◆ STATED PROBLEM: Please find each line in the records that contains the word "bare", and copy those lines out.

◆ INPUT ROWS:
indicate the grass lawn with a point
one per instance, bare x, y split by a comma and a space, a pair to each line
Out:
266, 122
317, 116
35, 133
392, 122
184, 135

◆ SOLVED EXERCISE:
one per instance, bare x, y split by a comma and a space, a pair to each line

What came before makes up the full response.